*SELECTED EXTRACT*.
+ + +
Removing everything before the first comma separator on each line of a text file

zodell has asked for the wisdom of the Perl Monks concerning the following question:

First off I want to say that I have been reading posts from PerlMonks for a while and they have always been extremely useful and informative, so I just want to say thank you for that.

I have been trying to get my code for this project working for the last few days and have tried multiple different solutions that should work, but are not working and I am currently at a loss right now.

Here is the code that I currently am using, and what I am trying to do is to remove the "L1," "L2," and so on from an input .TXT or .CSV whichever is being sent in to our servers and run that input file through this script and the L1, L2, would be removed on the output file that we would then use.

Or if there is a better way of removing those characters directly before the print statement of the output file, that would work as well.
+ + +
*YOUR INSTRUCTIONS*. In the forum post about stripping text before the first comma, what does the poster want removed from the input file?
+ + +
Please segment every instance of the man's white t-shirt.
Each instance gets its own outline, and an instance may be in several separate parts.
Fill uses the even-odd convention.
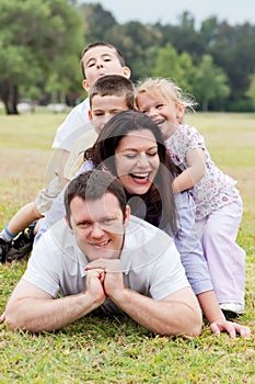
[[[61,219],[35,245],[22,279],[53,297],[58,293],[61,296],[78,294],[85,290],[88,262],[66,221]],[[190,286],[173,239],[135,216],[130,217],[125,231],[120,262],[125,285],[154,300]],[[119,312],[108,298],[101,309]]]

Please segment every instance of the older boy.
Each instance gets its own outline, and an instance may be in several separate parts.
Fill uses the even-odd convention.
[[[83,88],[89,91],[93,82],[105,75],[118,74],[130,77],[130,69],[125,66],[123,54],[112,44],[96,42],[90,44],[81,55]],[[53,180],[37,195],[34,202],[24,205],[11,218],[0,233],[0,262],[21,259],[31,252],[34,239],[34,225],[26,228],[36,219],[45,216],[53,201],[61,191],[62,172],[68,155],[74,140],[84,132],[91,129],[88,118],[88,101],[74,108],[58,128],[53,147],[61,150],[58,163],[51,162],[47,172],[54,174]],[[56,174],[57,168],[57,174]],[[51,177],[49,178],[51,179]],[[16,239],[13,238],[21,233]]]
[[[130,217],[117,179],[82,173],[69,183],[65,205],[66,221],[34,247],[9,300],[11,329],[51,331],[98,309],[126,313],[160,335],[200,334],[201,312],[174,241]],[[55,298],[58,292],[63,297]]]
[[[92,147],[107,121],[120,111],[135,109],[132,82],[120,75],[107,75],[97,79],[90,91],[90,108],[89,116],[94,129],[85,132],[73,145],[65,168],[67,182],[76,176],[83,161],[85,149]],[[58,217],[62,217],[62,195],[63,191],[55,199],[51,208],[42,221],[35,241],[56,223]]]

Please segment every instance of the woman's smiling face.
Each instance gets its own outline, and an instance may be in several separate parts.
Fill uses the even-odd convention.
[[[115,151],[119,180],[130,194],[144,194],[160,167],[158,144],[151,131],[129,132]]]

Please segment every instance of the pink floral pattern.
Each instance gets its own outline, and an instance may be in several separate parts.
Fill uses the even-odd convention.
[[[188,167],[186,154],[189,150],[201,148],[205,153],[206,174],[190,189],[190,194],[196,203],[196,219],[199,221],[239,199],[236,181],[223,173],[211,160],[205,139],[195,127],[179,125],[165,145],[174,163],[182,170]]]

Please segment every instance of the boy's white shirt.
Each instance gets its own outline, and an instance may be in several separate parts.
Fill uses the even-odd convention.
[[[71,180],[77,174],[77,171],[84,162],[84,151],[94,145],[96,138],[95,129],[91,128],[76,140],[63,169],[65,179]]]

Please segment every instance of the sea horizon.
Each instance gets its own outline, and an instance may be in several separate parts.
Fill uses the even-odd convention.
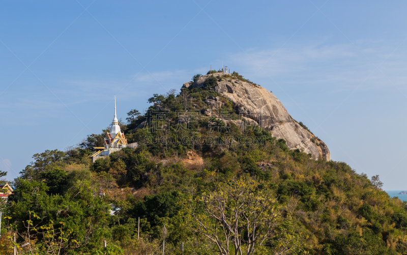
[[[390,196],[390,197],[394,197],[395,196],[398,197],[400,200],[402,201],[405,201],[407,202],[407,194],[399,194],[401,191],[407,191],[407,189],[400,189],[400,190],[385,190],[387,194]]]

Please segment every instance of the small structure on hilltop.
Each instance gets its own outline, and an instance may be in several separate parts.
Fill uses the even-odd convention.
[[[8,183],[0,185],[0,199],[7,200],[13,193],[13,189]]]
[[[124,134],[120,130],[119,120],[116,116],[116,96],[114,96],[114,117],[110,126],[110,132],[107,132],[105,137],[105,145],[104,147],[94,147],[96,151],[90,157],[92,158],[93,162],[102,157],[108,157],[111,153],[120,151],[124,148],[129,147],[132,149],[136,148],[136,143],[128,144],[127,140]]]

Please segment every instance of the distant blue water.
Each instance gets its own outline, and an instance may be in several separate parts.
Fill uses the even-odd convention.
[[[405,195],[400,195],[398,194],[401,191],[407,191],[407,189],[404,189],[403,190],[385,190],[389,195],[390,196],[390,197],[394,197],[395,196],[398,196],[400,200],[402,201],[407,201],[407,194]]]

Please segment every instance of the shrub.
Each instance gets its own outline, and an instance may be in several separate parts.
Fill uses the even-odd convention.
[[[218,86],[218,80],[216,78],[211,76],[204,82],[204,87],[207,89],[212,89]]]
[[[198,73],[197,74],[195,74],[193,76],[192,76],[192,80],[195,81],[196,79],[202,76],[202,74]]]

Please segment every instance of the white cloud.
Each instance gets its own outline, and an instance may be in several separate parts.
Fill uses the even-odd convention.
+ + +
*EXPECTED ANSWER*. The "L1," "L2," and so on at the start of each line.